* [Action item] Copy out the part of the Roll20 thread that opens with the words "My suggestion is" and closes with "the first place.", changing "phones" to "tablets".

START Given passage

Running Roll20

My friends want me to run a game online instead of locally for ease of transport and other issues that came to our local meetings.

Problem is, I've never run a game through this. What are the most important things to running a game successfully through Roll20? Any essential tutorial videos, tips, or tricks are appreciated!

Tip 1

Dont. It will kill your gaming group. Online game is shitty and never ever feels right especially if youre used to playing in person.

My suggestion is that your group make the effort to play in person. And if that is absolutely not an option than play a system that lets you do theater of the mind so you can just play verbally over skype or something.

Roll20 is shit.

They're a pretty visual based group that really requires that kind of stimuli. My players are good, but the easily distracted type. By putting effort into the maps, tokens, etc I can keep them tethered and not swiping through their phones every other minute.

As for playing locally, I obviously would were we not running into too many issues regarding actually getting people all together physically. Transportation has become an increasing issue and so online is just easier for all of us.

That's why we all agreed on Roll20 in the first place.

Don't listen to OP, that user's just an idiot who doesn't believe in different types of fun.

For running a good game on Roll20, the biggest thing is actually knowing how it works. Take your time, read through the wiki, and mark down any helpful commands. The second most important thing after that is preparedness. Have all your lighting/fog of war finished, have all your tokens in place and statted, and hop into the game early to double check that everything is prepared and on the correct layer before the game starts.

Use Maptool instead.

So by wikis you mean just the supplied ones through the site? Pretty rare when the source is the best place for knowledge.

I've actually played multiple campaigns on roll20 and your exact advice is evidence why roll20 is bad. Heres why.

Fog of war, lighting, having tokens statted beforehand and all that fiddly layer stuff. Its all getting IN THE WAY of actually running a game. You dont need all that but because its there you use it and before you know it you've created a shitty videogame instead of a tabletop game.

END Given passage
START Data excerpts

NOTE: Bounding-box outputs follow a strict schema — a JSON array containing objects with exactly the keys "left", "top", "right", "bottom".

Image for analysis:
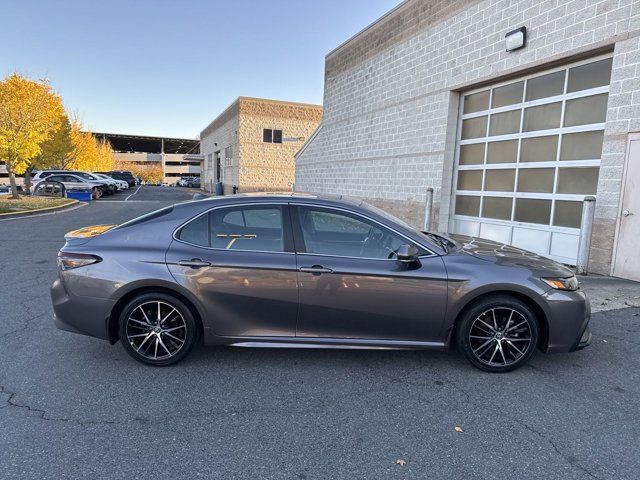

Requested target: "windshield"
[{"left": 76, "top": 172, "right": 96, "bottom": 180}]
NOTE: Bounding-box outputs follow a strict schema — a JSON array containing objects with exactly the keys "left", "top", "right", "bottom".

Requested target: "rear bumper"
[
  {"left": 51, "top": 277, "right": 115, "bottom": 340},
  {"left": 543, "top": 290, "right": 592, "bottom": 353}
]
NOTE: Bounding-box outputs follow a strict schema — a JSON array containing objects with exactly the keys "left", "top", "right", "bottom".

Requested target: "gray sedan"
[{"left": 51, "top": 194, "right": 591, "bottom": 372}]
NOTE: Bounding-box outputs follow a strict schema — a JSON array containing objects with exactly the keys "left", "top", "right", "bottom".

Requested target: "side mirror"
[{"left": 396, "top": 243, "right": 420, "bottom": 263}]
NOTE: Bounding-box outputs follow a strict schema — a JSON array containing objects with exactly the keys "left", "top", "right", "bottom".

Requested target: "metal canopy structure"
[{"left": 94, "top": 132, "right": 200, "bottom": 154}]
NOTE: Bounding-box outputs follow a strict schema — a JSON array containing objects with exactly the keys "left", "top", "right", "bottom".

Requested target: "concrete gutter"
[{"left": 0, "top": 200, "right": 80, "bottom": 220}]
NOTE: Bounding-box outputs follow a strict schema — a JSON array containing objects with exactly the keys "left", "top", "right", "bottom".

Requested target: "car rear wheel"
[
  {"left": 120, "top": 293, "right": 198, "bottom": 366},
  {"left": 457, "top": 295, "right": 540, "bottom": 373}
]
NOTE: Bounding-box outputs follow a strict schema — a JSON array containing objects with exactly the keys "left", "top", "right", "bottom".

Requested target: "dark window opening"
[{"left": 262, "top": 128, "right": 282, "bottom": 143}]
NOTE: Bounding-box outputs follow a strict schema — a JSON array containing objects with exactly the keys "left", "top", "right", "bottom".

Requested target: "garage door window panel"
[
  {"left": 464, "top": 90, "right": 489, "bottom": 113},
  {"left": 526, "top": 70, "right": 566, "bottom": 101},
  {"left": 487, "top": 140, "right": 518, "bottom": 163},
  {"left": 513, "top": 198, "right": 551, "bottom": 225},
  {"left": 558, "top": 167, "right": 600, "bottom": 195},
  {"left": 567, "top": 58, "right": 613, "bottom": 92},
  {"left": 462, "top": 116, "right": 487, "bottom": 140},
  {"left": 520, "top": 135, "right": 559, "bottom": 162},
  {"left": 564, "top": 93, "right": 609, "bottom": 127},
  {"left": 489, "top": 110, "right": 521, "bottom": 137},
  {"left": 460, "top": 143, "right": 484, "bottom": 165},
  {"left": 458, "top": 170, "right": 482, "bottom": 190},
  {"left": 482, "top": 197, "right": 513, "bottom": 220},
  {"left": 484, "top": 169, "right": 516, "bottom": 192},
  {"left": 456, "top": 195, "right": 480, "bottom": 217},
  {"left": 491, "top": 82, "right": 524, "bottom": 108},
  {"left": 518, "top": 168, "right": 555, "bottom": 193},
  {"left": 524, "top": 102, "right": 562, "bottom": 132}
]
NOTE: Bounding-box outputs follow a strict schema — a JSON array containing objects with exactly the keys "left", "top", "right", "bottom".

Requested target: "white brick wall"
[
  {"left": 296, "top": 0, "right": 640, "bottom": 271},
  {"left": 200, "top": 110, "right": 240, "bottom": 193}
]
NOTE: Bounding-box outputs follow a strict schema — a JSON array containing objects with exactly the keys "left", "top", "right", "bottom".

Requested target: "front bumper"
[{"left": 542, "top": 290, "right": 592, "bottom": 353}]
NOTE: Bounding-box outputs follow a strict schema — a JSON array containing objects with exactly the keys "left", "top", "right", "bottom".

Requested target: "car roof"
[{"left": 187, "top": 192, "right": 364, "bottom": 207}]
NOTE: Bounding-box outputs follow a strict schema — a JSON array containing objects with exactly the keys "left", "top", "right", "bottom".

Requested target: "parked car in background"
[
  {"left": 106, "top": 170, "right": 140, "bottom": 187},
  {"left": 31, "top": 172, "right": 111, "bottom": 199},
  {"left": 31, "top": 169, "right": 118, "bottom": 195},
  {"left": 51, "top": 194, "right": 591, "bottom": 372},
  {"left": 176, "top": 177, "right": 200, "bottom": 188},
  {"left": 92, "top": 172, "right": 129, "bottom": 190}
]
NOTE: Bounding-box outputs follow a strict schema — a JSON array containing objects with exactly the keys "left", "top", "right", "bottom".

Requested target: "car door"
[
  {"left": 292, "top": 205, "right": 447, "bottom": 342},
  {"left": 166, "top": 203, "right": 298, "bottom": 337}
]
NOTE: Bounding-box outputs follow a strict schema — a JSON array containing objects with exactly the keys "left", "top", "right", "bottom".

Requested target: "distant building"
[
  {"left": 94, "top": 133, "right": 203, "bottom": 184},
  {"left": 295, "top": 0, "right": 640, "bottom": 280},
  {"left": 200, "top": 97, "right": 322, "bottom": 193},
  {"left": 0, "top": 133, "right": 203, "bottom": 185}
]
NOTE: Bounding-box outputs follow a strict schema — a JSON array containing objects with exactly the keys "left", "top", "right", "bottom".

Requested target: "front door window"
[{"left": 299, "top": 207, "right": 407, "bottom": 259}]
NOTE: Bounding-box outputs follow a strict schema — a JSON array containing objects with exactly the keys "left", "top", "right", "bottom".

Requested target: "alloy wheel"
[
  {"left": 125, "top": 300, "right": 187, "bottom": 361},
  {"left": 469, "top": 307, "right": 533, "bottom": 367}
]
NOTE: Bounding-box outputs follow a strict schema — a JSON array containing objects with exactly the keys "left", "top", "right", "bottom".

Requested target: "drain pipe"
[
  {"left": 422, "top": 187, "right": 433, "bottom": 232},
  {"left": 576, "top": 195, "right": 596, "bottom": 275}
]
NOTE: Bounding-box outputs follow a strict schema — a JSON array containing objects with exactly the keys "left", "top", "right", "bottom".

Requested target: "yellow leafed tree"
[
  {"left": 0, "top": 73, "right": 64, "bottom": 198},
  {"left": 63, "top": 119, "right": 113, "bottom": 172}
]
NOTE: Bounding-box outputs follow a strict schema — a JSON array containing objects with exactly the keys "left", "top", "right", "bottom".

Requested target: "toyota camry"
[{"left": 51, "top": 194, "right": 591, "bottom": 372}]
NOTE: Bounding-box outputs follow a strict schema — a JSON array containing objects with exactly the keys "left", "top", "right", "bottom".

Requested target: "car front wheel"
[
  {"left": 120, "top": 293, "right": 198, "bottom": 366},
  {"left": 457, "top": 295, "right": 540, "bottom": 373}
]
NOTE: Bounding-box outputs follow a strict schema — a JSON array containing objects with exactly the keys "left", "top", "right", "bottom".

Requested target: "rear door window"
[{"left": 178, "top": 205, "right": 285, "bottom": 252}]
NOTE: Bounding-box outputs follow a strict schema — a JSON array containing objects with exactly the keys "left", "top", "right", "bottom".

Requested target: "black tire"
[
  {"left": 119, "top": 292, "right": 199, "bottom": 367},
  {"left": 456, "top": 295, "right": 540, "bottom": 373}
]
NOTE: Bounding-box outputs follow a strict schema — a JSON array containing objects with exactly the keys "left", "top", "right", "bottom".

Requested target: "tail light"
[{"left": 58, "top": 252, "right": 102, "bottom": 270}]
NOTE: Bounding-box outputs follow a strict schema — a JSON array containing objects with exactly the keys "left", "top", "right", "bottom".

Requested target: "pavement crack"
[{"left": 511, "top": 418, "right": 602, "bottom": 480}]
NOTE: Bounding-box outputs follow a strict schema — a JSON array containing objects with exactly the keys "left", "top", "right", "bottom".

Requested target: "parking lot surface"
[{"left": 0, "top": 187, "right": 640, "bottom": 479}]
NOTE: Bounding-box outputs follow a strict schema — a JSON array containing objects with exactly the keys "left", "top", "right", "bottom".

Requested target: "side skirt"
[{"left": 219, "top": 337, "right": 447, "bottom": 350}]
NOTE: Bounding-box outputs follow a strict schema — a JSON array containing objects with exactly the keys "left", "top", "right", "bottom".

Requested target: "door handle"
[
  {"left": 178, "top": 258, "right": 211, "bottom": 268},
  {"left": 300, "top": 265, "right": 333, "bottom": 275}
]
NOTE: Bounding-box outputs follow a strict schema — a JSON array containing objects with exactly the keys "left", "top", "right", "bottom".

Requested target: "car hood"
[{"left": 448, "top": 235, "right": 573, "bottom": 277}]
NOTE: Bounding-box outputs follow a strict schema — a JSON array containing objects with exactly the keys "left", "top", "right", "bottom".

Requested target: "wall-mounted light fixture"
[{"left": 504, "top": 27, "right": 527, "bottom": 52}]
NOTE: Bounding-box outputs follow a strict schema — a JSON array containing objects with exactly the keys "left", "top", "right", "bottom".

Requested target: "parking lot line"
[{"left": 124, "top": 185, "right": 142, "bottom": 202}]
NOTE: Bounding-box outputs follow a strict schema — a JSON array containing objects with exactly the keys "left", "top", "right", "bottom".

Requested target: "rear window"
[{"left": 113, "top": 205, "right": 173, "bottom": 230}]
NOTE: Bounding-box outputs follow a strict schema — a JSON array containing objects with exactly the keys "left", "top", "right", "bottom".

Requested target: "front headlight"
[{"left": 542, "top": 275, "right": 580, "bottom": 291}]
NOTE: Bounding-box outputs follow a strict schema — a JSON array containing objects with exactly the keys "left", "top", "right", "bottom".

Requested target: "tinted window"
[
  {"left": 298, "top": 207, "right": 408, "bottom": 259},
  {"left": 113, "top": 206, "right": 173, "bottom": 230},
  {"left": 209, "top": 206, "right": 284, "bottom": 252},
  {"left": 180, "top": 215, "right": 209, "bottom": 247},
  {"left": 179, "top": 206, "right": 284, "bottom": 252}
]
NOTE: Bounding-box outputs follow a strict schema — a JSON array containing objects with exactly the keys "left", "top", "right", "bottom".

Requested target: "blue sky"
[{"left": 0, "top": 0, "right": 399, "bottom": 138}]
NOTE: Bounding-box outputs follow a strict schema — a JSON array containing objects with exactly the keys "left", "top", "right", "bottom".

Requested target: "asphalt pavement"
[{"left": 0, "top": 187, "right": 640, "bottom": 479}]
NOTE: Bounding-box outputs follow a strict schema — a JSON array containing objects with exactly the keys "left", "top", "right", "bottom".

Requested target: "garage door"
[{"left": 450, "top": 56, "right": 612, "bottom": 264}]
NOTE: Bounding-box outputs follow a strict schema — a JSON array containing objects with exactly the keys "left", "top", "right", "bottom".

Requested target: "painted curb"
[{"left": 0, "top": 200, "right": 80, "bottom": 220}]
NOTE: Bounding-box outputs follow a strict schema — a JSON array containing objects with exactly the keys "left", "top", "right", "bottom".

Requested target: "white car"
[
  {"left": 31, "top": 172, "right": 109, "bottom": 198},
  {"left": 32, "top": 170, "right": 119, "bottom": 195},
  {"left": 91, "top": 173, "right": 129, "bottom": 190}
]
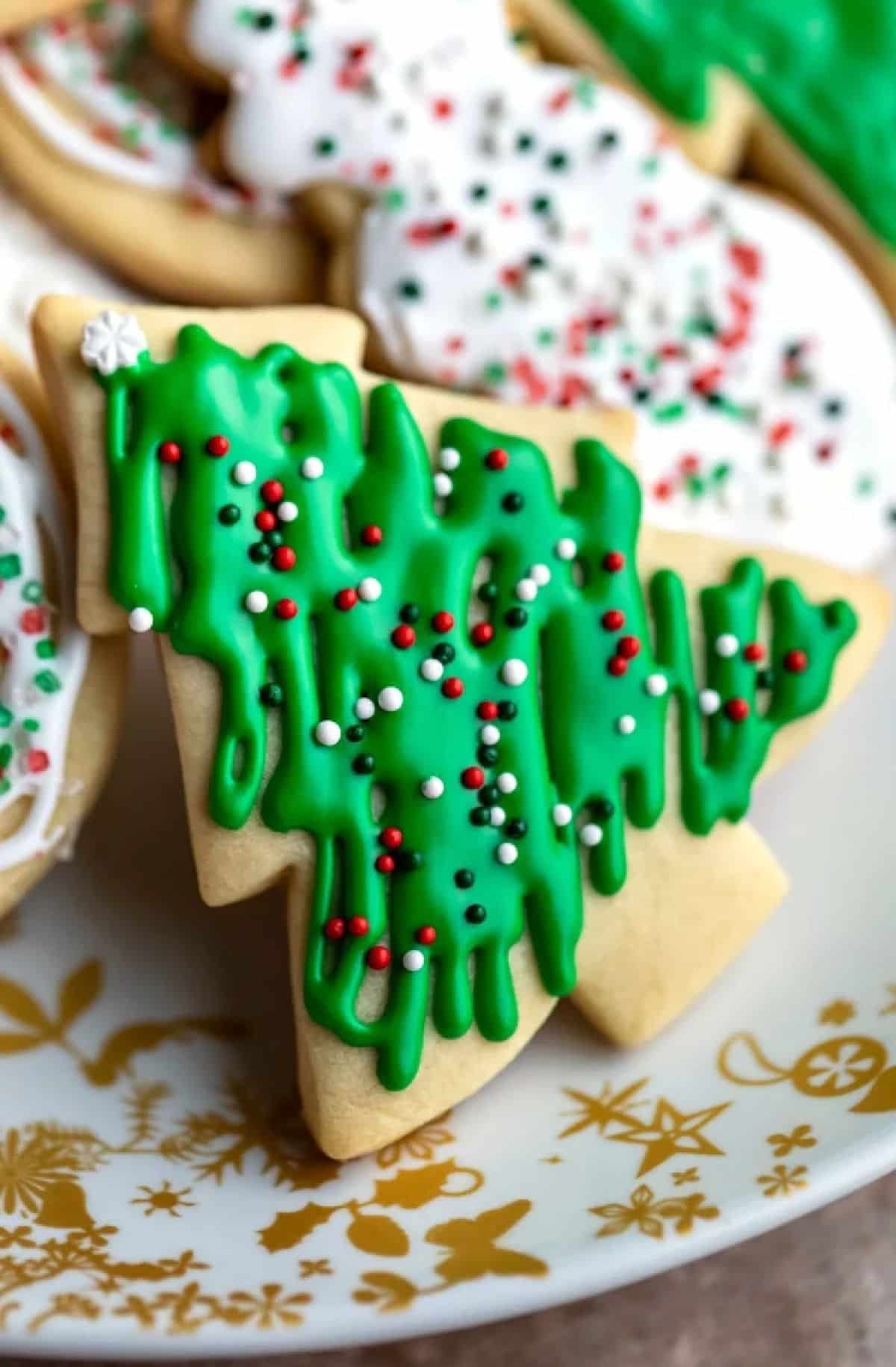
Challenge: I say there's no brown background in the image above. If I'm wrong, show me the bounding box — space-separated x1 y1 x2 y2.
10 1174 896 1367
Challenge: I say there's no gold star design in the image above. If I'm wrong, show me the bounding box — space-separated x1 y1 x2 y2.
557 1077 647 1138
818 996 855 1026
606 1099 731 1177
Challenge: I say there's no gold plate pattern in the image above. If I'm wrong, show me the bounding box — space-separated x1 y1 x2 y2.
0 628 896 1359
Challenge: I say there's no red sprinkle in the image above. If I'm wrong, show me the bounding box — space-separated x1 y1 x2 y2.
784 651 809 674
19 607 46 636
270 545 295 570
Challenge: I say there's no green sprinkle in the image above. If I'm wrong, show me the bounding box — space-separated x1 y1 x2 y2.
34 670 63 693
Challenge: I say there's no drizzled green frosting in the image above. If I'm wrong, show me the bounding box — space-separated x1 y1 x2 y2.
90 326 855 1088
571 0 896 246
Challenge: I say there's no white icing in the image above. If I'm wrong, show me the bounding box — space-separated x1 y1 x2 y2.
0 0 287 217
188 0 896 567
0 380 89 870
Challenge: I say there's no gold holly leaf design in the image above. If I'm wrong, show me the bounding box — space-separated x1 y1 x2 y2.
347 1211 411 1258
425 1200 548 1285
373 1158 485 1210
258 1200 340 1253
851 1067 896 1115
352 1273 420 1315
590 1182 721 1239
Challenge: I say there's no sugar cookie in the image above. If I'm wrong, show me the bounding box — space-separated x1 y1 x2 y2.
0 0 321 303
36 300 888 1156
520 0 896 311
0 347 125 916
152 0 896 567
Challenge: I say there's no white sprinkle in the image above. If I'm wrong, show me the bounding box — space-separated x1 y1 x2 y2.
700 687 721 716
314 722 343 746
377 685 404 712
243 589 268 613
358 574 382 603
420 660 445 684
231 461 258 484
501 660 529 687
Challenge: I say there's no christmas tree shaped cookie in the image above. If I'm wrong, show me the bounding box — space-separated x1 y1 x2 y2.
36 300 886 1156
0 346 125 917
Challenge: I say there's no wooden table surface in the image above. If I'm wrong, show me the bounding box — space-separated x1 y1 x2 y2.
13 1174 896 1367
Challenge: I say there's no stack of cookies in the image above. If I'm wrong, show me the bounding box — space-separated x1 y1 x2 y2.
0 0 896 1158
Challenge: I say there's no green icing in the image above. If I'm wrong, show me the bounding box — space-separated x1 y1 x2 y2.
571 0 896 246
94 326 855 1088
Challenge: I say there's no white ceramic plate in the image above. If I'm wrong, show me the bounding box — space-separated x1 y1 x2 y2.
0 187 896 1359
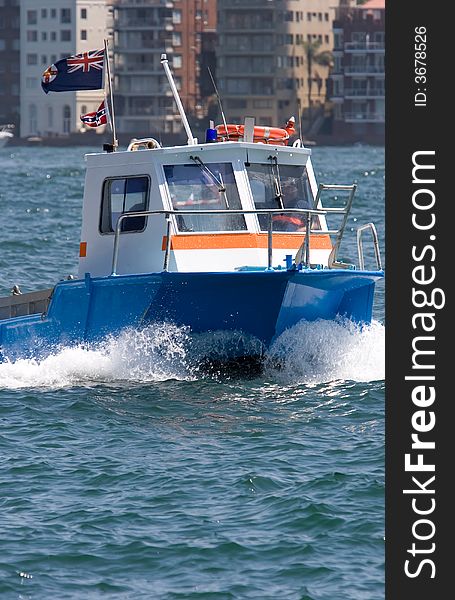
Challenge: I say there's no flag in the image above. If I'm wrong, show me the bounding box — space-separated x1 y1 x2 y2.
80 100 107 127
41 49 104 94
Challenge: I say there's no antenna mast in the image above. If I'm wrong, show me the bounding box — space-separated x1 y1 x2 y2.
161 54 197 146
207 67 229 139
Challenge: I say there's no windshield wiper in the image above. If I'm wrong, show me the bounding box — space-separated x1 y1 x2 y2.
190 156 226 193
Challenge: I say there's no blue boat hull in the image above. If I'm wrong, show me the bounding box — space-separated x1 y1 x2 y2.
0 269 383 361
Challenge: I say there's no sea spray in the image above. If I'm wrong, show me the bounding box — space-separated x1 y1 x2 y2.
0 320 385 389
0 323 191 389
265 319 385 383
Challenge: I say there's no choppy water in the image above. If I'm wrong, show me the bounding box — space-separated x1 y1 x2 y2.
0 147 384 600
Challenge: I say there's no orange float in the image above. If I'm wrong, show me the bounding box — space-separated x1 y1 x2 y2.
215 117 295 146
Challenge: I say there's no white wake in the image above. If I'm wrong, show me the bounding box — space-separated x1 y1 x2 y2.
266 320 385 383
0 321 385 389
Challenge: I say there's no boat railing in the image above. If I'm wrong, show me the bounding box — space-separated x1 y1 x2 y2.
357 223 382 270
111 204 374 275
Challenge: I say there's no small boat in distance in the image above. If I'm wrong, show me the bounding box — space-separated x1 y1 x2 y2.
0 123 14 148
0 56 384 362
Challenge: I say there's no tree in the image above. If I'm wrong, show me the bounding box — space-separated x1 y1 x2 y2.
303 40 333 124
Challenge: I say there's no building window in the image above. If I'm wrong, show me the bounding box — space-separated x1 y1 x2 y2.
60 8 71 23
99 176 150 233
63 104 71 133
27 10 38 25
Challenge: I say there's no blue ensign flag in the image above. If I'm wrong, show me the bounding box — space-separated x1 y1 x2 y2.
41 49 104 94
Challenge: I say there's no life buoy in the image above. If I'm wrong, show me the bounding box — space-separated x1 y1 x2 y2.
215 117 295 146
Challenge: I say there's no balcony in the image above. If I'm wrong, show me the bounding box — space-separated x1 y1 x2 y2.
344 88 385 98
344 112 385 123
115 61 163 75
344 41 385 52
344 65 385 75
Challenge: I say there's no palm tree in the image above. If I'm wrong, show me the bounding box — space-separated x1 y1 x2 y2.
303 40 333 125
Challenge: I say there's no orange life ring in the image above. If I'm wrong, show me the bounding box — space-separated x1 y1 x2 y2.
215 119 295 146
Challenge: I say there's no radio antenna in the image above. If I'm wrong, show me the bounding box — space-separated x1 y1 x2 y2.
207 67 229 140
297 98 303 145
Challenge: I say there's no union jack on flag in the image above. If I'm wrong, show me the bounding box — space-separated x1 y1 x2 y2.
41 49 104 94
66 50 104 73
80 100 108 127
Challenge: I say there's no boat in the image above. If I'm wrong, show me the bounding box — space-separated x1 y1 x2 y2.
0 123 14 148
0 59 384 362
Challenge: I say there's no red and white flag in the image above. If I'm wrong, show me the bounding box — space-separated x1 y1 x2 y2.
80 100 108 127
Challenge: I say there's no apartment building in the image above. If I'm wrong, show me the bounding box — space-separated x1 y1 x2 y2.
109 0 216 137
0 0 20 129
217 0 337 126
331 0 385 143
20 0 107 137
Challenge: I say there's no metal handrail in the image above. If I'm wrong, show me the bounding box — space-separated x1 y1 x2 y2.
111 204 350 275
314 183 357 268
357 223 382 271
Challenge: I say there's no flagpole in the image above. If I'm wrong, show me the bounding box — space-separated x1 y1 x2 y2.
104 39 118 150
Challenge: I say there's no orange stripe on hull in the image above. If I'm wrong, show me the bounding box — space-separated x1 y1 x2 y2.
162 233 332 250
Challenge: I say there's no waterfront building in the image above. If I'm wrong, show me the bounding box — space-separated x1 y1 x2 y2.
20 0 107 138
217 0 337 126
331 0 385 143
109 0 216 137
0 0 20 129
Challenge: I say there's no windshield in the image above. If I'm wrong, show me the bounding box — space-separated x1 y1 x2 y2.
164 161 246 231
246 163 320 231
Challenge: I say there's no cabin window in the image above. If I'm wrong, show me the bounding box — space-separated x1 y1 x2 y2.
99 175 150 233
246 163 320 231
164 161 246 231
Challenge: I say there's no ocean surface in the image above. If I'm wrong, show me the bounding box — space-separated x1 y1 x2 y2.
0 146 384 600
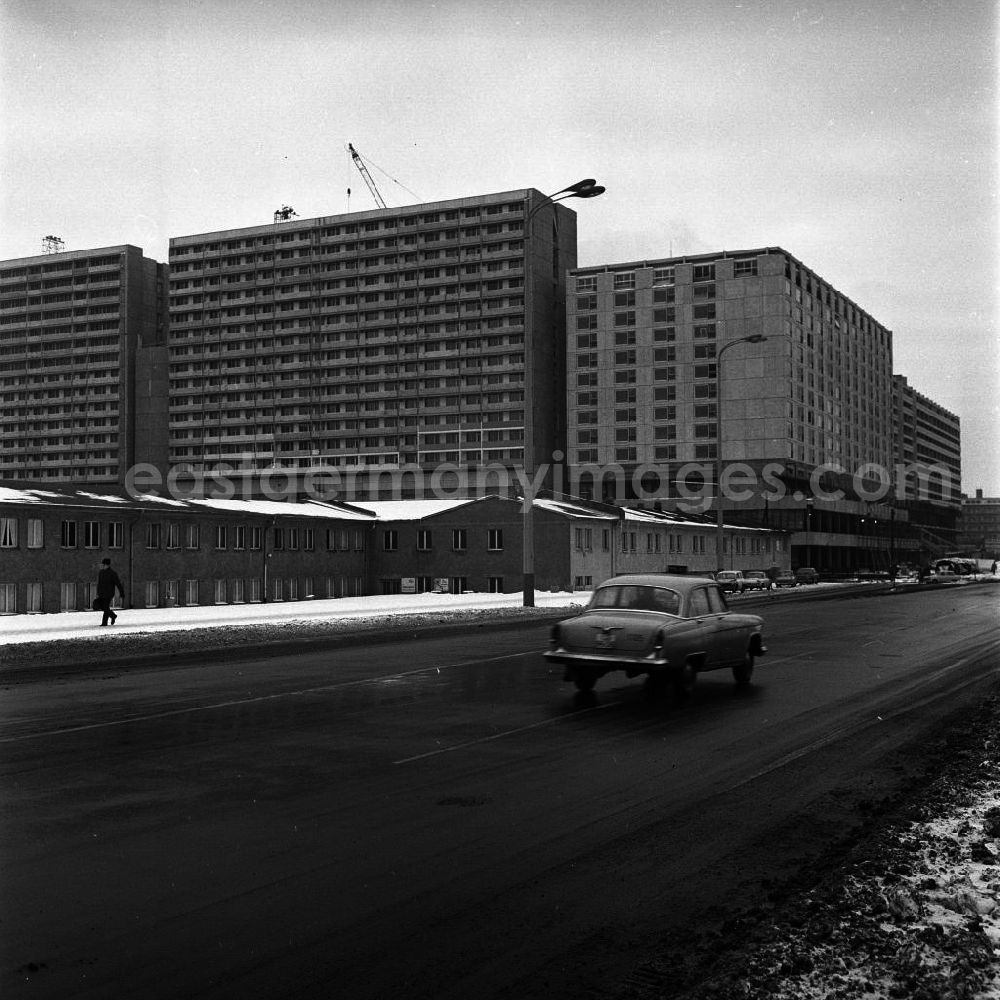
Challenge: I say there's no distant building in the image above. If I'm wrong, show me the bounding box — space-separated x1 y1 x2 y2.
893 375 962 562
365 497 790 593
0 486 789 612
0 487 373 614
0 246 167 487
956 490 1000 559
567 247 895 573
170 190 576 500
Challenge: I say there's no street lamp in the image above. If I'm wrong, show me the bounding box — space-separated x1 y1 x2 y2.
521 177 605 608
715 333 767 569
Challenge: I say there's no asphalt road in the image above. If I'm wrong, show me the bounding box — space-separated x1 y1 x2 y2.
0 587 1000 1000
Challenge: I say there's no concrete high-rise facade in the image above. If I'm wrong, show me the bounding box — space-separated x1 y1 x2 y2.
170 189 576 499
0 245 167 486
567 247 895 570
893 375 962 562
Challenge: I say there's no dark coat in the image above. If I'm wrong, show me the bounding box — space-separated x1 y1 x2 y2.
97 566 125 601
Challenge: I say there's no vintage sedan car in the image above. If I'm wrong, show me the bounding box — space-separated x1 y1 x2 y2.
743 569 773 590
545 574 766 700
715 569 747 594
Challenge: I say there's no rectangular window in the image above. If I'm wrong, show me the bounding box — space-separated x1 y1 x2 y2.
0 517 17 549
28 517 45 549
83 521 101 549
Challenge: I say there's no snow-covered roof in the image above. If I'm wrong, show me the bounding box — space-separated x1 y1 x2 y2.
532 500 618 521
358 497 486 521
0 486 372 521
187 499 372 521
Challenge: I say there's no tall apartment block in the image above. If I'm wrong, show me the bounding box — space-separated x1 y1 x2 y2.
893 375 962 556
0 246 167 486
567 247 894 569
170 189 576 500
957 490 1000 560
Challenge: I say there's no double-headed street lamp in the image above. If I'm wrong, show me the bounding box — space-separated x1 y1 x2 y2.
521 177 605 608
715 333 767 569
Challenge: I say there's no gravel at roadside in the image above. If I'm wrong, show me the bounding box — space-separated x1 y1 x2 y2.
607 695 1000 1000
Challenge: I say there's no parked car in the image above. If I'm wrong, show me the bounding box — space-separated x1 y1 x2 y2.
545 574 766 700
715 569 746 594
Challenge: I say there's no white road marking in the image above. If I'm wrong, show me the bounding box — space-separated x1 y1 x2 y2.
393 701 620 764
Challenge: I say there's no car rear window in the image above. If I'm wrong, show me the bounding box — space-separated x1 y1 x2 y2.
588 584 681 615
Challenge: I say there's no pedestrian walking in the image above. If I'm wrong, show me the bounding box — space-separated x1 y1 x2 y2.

END Data excerpts

* [Result below]
My suggestion is that your group make the effort to play in person. And if that is absolutely not an option than play a system that lets you do theater of the mind so you can just play verbally over skype or something.

Roll20 is shit.

They're a pretty visual based group that really requires that kind of stimuli. My players are good, but the easily distracted type. By putting effort into the maps, tokens, etc I can keep them tethered and not swiping through their tablets every other minute.

As for playing locally, I obviously would were we not running into too many issues regarding actually getting people all together physically. Transportation has become an increasing issue and so online is just easier for all of us.

That's why we all agreed on Roll20 in the first place.